-------- DATA PROVIDED --------

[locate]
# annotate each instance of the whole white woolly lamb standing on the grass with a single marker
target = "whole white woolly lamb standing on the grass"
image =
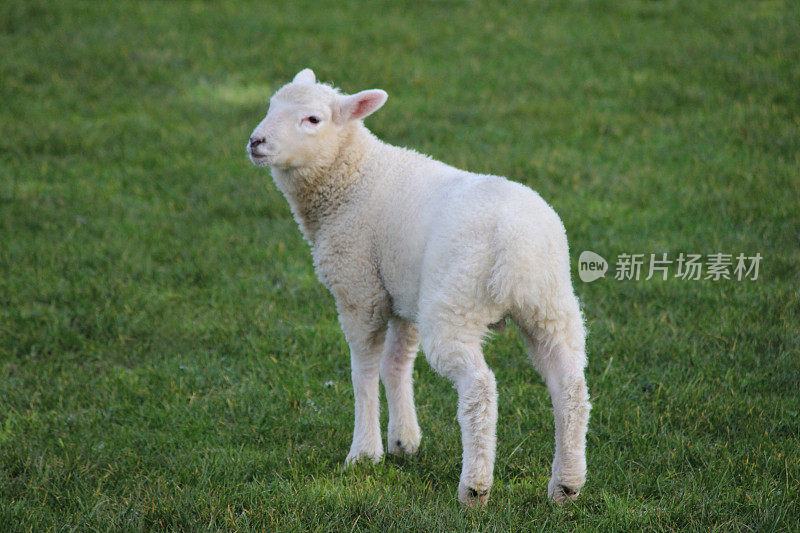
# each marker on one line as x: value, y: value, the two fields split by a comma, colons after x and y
x: 416, y: 251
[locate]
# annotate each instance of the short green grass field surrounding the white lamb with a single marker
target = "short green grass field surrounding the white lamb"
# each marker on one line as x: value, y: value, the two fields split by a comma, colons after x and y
x: 168, y: 359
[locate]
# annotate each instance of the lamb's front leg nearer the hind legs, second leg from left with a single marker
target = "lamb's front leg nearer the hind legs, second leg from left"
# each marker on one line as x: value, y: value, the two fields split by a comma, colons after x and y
x: 397, y: 365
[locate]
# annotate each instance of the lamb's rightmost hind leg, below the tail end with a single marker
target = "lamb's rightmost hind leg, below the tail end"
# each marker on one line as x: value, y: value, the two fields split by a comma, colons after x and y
x: 557, y: 351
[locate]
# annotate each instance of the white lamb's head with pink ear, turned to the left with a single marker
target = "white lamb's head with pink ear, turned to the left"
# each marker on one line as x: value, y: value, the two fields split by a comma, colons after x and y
x: 307, y: 123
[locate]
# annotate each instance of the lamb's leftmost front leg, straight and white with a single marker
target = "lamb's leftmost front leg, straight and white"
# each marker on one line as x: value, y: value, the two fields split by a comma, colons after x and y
x: 365, y: 356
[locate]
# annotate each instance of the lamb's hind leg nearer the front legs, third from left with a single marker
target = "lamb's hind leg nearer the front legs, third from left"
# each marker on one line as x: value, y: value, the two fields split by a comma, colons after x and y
x: 456, y: 354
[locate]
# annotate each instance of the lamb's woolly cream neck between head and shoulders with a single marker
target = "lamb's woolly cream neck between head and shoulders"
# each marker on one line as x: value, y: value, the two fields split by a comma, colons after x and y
x: 317, y: 193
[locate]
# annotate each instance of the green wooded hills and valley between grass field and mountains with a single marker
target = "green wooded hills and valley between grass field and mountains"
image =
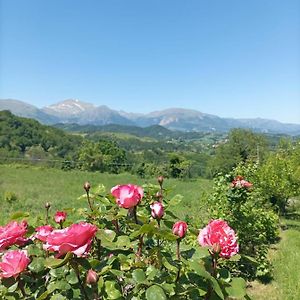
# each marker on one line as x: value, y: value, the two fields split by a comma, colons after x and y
x: 159, y: 151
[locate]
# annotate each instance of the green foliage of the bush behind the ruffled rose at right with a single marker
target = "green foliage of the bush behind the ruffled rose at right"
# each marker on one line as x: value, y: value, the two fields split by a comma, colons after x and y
x: 246, y: 210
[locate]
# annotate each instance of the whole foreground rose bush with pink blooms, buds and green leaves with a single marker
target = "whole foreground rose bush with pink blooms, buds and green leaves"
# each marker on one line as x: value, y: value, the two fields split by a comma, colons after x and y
x: 123, y: 251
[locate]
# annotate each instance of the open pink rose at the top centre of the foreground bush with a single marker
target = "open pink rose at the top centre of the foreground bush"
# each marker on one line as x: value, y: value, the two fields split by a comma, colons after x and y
x: 128, y: 195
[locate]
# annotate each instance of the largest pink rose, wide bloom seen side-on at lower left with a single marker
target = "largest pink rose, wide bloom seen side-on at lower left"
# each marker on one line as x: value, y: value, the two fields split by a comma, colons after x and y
x: 76, y: 238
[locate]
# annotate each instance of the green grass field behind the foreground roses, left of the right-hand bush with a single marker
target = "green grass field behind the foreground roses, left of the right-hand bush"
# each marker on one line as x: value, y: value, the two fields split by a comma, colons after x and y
x: 34, y: 186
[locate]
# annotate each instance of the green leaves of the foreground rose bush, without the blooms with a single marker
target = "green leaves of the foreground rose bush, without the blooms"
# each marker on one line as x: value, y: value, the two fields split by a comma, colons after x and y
x: 133, y: 258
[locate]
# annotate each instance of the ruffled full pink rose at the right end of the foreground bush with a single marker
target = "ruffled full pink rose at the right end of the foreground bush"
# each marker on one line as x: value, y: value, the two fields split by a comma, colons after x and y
x: 218, y: 232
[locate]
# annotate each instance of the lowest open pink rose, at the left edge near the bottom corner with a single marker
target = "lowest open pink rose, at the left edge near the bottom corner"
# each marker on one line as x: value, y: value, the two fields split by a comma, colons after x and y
x: 13, y: 263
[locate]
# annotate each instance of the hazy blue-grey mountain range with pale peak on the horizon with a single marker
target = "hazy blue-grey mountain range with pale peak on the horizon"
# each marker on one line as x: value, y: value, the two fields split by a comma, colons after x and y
x: 78, y: 112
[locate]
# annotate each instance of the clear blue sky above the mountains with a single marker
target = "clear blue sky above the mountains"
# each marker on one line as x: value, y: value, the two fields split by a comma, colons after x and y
x: 230, y: 58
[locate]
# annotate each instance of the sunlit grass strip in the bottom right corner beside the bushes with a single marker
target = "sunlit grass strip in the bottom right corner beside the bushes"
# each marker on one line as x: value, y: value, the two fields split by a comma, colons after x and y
x: 285, y: 258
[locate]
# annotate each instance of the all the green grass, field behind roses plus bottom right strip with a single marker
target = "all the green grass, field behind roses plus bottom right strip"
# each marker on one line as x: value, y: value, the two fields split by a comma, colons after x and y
x: 34, y: 186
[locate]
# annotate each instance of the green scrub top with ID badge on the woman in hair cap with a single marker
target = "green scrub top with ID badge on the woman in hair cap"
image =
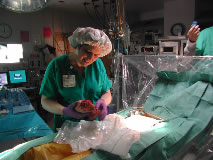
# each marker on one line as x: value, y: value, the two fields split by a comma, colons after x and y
x: 62, y: 82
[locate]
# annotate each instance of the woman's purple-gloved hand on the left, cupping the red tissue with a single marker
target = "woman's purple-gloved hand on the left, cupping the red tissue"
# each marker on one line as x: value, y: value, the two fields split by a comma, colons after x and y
x: 70, y: 111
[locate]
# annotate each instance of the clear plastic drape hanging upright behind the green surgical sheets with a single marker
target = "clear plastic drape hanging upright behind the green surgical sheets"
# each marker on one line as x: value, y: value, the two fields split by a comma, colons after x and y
x: 135, y: 76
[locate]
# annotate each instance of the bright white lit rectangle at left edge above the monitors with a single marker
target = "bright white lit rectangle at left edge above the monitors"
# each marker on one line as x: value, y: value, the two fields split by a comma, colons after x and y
x: 11, y: 53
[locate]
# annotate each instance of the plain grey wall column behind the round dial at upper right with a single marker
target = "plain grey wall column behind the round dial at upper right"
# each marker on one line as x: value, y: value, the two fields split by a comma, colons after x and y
x: 178, y: 11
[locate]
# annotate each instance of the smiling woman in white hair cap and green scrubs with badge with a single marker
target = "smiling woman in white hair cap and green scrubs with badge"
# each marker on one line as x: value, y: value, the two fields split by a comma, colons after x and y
x: 76, y: 76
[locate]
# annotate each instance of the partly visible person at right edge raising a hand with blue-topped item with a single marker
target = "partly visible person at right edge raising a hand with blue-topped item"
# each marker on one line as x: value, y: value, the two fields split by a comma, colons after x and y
x: 199, y: 43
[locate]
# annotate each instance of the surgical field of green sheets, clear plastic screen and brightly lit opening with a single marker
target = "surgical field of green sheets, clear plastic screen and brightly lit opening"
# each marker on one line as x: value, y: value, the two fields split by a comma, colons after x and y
x: 175, y: 92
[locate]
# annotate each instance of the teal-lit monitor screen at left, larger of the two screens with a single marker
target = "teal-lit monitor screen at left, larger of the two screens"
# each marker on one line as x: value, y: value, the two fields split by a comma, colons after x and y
x: 17, y: 76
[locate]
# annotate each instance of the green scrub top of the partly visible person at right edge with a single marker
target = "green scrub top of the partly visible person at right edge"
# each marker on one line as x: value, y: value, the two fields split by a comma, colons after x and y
x: 204, y: 43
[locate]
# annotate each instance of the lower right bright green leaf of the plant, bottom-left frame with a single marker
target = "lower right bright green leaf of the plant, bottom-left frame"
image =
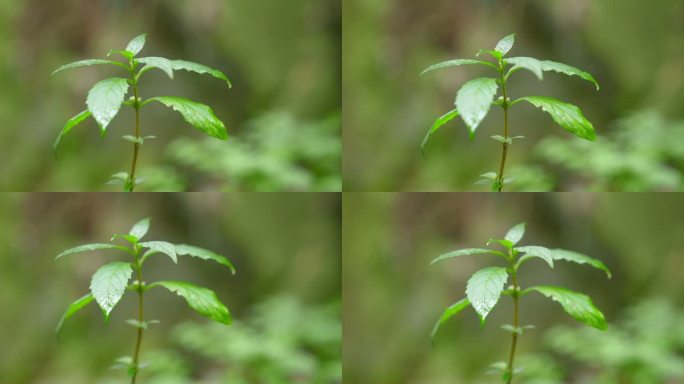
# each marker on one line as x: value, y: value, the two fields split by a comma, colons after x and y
x: 202, y: 300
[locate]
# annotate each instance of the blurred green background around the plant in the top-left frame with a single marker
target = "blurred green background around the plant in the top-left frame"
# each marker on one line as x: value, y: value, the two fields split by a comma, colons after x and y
x: 282, y: 115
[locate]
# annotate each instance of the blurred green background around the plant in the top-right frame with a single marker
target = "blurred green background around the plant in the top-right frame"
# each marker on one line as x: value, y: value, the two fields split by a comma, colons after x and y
x: 635, y: 49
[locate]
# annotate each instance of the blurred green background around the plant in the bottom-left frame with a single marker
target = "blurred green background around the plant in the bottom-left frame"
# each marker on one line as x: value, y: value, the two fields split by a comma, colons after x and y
x: 285, y: 298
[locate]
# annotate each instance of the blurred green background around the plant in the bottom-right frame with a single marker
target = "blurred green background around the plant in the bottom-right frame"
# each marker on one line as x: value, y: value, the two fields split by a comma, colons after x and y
x: 392, y: 297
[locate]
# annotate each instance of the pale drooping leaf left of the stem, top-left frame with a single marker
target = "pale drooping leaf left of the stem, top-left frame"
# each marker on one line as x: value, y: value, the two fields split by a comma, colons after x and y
x: 105, y: 98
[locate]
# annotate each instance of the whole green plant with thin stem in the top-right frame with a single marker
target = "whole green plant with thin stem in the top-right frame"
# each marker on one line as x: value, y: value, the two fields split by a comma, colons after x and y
x: 475, y: 98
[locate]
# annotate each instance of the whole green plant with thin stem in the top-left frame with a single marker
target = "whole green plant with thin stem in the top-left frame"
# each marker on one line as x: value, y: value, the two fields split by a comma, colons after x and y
x: 106, y: 97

--------

GOAL OF THE EXERCISE: Using the records above, list each line that includes "leaf".

RESULT FOR THIS EXERCISE:
# annotate each instance of the lower right bright green leaf of the plant, bottom-left frame with a single marker
target = "lower right bright green leaf of the plant, bottom-left frame"
# annotate each instance of the pale drooping leaf left of the stem, top-left frame with a single marker
target = "pale drooping leaf left of the stem, top-left frame"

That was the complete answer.